#### Work to be completed
Print the data below without any change, starting at its first line and stopping after the line that contains "pixel 492 314".

#### Task input

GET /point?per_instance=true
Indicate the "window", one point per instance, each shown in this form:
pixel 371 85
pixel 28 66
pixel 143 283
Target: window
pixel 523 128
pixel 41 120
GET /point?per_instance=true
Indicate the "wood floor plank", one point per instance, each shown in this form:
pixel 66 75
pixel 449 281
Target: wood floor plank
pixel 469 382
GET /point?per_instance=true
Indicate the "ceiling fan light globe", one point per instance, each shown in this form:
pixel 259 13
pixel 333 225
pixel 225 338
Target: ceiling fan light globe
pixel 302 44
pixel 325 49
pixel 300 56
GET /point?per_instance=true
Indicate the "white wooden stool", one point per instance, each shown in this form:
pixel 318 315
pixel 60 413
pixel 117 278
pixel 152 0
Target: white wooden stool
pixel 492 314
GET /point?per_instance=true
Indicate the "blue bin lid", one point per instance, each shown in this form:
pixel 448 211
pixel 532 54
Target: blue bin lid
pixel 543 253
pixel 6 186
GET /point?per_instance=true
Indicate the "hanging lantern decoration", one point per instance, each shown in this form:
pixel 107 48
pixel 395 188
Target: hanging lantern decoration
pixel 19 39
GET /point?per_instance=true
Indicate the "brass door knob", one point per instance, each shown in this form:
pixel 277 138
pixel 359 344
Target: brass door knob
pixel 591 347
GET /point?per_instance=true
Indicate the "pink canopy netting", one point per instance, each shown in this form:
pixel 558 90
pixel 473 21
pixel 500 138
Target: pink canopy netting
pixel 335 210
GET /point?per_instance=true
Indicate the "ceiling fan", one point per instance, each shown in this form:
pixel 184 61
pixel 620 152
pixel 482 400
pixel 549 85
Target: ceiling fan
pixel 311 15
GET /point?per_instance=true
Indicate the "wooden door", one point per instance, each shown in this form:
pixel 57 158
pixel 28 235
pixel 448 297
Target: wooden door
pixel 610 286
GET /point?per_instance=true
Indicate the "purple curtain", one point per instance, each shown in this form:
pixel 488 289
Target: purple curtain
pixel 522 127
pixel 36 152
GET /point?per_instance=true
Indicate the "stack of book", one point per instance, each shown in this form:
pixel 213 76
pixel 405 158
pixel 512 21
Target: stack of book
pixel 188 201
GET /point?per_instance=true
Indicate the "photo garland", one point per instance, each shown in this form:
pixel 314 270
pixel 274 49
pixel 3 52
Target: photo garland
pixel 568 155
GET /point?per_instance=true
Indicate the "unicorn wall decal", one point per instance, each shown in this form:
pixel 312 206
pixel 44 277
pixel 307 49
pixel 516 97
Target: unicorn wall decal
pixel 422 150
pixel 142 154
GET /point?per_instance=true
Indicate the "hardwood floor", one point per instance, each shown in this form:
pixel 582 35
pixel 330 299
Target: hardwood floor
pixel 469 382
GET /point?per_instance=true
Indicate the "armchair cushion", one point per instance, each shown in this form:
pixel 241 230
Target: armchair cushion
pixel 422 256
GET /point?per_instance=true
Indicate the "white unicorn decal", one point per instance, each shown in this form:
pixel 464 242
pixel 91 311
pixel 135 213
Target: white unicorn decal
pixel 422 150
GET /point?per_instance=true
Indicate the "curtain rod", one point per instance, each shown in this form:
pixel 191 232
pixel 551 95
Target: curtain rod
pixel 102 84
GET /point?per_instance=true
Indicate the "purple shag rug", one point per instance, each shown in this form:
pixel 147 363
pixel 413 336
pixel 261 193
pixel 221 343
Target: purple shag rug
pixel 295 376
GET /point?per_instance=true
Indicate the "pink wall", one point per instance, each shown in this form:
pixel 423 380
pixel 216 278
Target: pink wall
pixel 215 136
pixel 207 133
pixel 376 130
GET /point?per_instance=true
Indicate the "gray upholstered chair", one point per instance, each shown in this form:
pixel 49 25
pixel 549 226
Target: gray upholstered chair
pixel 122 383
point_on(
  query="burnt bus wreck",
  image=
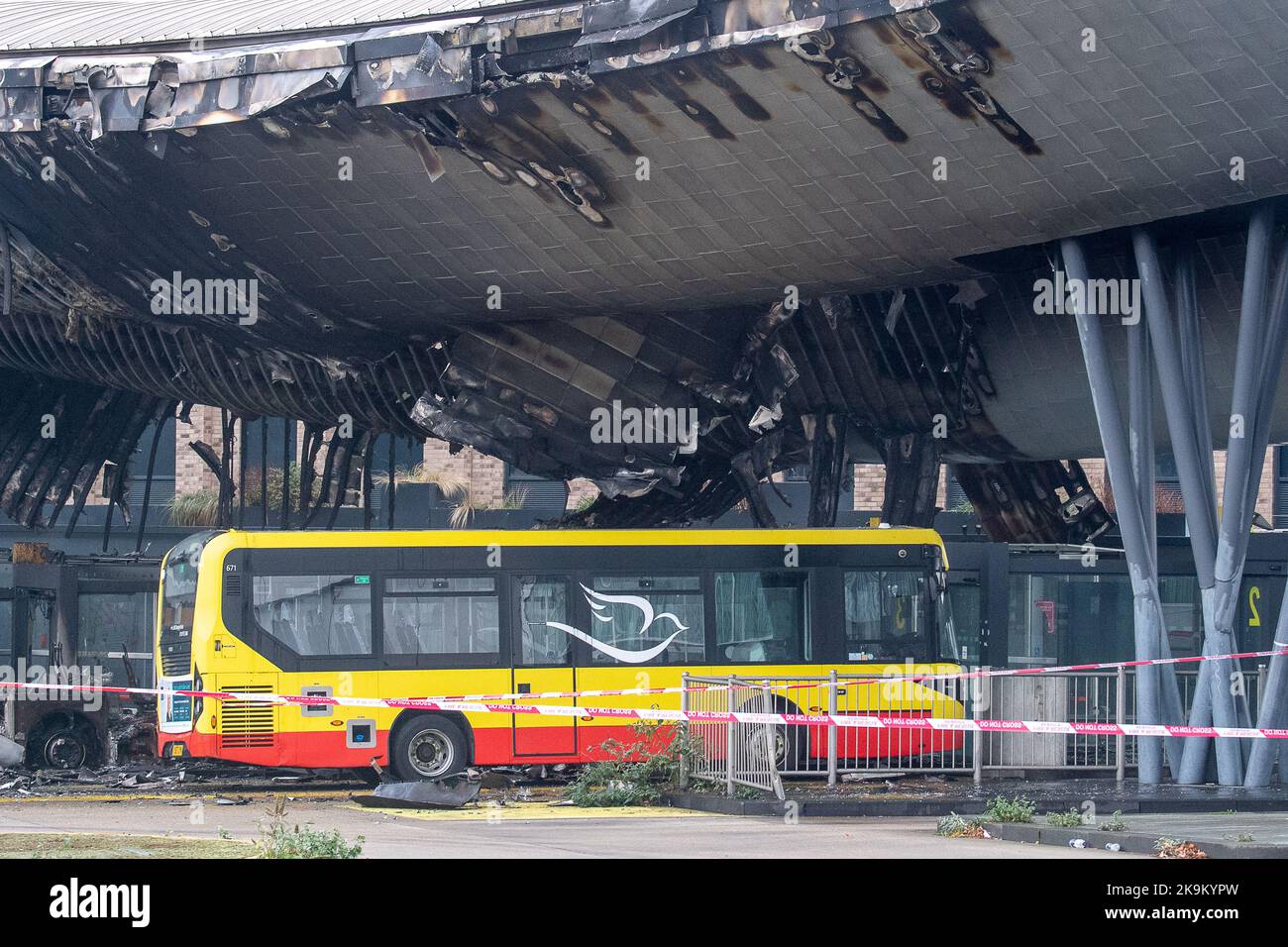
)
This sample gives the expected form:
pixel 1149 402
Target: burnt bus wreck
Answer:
pixel 818 227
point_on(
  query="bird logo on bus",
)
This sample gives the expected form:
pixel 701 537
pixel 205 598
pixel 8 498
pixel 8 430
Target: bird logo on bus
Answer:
pixel 599 603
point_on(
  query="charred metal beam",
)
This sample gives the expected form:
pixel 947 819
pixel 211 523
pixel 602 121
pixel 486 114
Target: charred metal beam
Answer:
pixel 912 479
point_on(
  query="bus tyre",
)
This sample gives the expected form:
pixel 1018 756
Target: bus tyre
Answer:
pixel 428 748
pixel 791 744
pixel 58 745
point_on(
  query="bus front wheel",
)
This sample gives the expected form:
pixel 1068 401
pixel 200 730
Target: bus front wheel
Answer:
pixel 428 748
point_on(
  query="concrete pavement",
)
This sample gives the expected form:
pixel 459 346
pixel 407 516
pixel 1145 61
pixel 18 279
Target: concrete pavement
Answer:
pixel 540 831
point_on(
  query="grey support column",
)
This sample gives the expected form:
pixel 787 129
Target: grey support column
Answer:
pixel 1273 710
pixel 1183 427
pixel 1140 557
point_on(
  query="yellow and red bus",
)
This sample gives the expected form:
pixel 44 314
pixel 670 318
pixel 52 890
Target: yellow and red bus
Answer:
pixel 464 612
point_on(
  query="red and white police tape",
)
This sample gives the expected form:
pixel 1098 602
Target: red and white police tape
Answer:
pixel 484 703
pixel 643 690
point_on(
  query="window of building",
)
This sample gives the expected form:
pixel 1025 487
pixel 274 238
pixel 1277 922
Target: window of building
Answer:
pixel 436 615
pixel 639 613
pixel 761 616
pixel 5 630
pixel 888 616
pixel 536 492
pixel 162 467
pixel 1059 618
pixel 542 600
pixel 316 615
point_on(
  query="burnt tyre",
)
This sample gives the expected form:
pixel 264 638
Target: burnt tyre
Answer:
pixel 428 748
pixel 791 744
pixel 56 745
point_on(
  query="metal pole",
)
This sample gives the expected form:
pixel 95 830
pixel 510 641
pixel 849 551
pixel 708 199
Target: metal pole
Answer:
pixel 1121 718
pixel 684 703
pixel 977 712
pixel 1129 519
pixel 1140 427
pixel 832 709
pixel 263 472
pixel 160 425
pixel 1270 707
pixel 391 493
pixel 730 737
pixel 1199 505
pixel 287 445
pixel 241 471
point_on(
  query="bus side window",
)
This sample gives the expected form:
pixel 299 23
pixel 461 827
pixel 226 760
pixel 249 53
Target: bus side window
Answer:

#### Answer to this task
GET /point?per_instance=true
Indicate the "window", one point per instance, each shown in this form:
pixel 371 85
pixel 28 66
pixel 143 283
Target: window
pixel 523 128
pixel 41 120
GET /point?per_instance=true
Indicate the "wood floor plank", one point per instance, each shown in this form:
pixel 66 75
pixel 449 281
Target: wood floor plank
pixel 469 382
GET /point?per_instance=true
Indicate the "ceiling fan light globe", one point per instance, each shown in this form:
pixel 259 13
pixel 333 225
pixel 225 338
Target: ceiling fan light globe
pixel 302 44
pixel 325 49
pixel 300 56
GET /point?per_instance=true
Indicate the "white wooden stool", one point per instance, each shown in this form:
pixel 318 315
pixel 60 413
pixel 117 278
pixel 152 0
Target: white wooden stool
pixel 492 314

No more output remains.